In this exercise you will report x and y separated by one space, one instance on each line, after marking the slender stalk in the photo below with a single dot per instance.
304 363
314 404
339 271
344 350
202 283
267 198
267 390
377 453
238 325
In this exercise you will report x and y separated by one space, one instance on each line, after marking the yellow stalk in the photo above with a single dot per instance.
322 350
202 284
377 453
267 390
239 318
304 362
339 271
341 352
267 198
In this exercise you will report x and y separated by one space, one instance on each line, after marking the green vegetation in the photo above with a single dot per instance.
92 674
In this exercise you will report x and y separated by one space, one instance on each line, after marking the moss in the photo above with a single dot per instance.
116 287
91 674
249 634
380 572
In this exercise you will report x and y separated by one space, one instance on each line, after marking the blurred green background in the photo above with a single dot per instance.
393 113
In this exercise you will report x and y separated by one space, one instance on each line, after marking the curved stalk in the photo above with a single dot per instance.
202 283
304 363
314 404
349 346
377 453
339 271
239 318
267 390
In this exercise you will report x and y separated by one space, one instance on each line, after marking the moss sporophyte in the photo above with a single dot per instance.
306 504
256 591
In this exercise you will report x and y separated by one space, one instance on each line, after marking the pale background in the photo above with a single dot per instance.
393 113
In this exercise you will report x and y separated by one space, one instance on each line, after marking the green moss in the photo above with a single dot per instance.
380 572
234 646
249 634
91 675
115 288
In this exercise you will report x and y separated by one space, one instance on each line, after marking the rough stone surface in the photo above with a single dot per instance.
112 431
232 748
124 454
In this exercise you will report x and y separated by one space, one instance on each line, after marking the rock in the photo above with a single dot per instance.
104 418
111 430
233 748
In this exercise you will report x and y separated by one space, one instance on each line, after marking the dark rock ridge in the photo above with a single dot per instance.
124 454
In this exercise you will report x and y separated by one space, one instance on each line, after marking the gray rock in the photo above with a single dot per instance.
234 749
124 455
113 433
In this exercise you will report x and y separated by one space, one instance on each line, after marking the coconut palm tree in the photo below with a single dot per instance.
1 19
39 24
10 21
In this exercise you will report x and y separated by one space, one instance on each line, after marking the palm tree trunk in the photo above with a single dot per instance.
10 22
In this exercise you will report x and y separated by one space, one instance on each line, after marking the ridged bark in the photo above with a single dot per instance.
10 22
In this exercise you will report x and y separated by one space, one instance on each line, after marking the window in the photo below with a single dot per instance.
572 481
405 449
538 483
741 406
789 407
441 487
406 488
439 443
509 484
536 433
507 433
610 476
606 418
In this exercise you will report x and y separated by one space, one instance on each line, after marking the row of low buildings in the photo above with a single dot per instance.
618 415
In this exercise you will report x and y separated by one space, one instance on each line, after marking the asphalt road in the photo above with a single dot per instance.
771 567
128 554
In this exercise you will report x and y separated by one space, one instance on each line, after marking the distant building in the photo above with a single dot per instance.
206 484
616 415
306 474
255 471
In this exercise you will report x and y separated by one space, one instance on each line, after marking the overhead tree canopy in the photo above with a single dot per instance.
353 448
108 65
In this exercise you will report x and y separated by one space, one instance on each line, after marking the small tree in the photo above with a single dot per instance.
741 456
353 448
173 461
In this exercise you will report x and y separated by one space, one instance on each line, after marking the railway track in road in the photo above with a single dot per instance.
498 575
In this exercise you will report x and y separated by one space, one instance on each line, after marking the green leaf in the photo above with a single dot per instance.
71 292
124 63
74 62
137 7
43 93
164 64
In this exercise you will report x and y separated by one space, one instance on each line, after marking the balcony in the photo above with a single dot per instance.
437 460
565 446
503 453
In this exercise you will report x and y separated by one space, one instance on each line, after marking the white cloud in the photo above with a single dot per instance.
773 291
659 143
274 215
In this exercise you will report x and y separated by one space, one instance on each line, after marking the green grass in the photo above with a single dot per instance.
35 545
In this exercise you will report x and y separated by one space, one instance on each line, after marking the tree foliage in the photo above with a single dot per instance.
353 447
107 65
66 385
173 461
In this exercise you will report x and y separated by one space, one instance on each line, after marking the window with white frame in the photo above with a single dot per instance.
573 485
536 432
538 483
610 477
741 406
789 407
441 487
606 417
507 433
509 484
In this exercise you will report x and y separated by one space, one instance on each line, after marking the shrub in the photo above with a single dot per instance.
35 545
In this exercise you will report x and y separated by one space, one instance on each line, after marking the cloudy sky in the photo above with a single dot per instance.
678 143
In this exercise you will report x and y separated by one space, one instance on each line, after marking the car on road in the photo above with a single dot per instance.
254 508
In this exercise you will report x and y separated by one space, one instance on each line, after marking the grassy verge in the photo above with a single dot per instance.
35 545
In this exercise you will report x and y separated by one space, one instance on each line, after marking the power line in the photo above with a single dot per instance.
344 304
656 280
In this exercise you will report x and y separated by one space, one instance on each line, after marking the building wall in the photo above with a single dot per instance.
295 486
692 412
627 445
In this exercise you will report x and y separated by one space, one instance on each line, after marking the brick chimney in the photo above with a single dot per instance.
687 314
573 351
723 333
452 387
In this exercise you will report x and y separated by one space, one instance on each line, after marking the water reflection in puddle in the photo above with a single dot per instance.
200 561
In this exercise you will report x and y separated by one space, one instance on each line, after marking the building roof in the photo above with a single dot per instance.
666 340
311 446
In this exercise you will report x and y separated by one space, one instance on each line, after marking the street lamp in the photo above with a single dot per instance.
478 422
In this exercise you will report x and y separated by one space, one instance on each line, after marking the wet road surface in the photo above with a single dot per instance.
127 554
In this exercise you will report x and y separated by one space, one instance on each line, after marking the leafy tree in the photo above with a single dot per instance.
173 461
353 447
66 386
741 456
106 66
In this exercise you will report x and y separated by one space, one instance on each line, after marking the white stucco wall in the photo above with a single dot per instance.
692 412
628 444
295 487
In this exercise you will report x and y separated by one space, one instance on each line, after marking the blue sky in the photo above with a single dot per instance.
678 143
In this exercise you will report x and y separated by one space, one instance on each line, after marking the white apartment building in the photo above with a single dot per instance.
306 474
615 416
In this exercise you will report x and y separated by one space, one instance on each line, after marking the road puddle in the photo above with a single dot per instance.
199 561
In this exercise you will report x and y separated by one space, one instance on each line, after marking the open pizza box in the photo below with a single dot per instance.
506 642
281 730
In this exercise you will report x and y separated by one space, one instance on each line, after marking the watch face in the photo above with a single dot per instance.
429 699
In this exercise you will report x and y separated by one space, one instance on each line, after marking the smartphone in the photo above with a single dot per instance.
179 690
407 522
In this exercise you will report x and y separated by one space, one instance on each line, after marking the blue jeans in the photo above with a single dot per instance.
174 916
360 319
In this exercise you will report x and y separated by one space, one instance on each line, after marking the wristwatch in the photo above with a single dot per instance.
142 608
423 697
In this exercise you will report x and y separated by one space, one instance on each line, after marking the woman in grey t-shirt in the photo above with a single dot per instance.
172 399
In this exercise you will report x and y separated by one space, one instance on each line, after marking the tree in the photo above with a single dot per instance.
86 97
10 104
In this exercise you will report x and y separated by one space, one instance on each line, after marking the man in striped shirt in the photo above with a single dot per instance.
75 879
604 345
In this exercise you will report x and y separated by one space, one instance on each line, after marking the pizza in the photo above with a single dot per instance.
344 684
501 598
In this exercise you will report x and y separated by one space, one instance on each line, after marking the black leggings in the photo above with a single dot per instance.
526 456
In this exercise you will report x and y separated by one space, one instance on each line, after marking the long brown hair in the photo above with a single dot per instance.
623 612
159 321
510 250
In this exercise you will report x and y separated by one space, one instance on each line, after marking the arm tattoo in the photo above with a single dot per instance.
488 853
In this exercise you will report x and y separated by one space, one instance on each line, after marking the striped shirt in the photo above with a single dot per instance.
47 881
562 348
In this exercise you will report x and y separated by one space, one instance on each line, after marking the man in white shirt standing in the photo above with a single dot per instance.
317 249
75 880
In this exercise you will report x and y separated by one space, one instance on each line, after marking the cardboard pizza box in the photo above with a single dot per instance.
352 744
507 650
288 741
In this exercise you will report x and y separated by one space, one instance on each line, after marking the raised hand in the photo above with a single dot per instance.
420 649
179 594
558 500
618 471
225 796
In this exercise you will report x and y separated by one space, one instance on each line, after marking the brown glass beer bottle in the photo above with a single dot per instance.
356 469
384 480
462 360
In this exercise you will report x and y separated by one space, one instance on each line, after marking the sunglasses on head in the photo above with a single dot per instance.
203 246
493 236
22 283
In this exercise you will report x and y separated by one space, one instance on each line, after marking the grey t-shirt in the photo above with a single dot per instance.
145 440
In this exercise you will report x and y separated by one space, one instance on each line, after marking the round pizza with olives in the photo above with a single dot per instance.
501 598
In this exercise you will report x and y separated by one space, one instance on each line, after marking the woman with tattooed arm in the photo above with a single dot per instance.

================================

**Task instructions:** Quote verbatim the line containing "marking the cardboard" and every line after it through the end of the records above.

**Answer for the task:**
In this exercise you will report x and y separated by one space, one instance on each line, after marking the cardboard pizza box in the photo above with a single dot per instance.
352 744
507 650
288 741
In this exercise you will report x and y separated by one space, one instance on each line, after marking the raised hand in the photo above with a single dot per instance.
420 649
179 594
558 500
618 471
225 796
In this exercise you will report x and y separated by one space, one instance on each line, after marking the brown glass beer bottle in the photo above with a single dot per instance.
356 469
384 480
462 360
In this exercise you will report x and y separated by one space, one instance on each line, after marking the sunglasses on head in the photo above with a single dot per instance.
203 246
493 236
22 283
In this exercise you will report x and y separated by one space, one instance on each line, after marking the grey t-shirt in the photo above with a single dot per instance.
145 440
In this exercise you will report x and y separated by one space, one instance on each line, after marking the round pizza with olives in the photo above with a single dot per instance.
501 598
In this exercise you will report x and y separated by one space, one instance on each line, after marking the woman with tattooed arm in the photo above with a single dot per instance.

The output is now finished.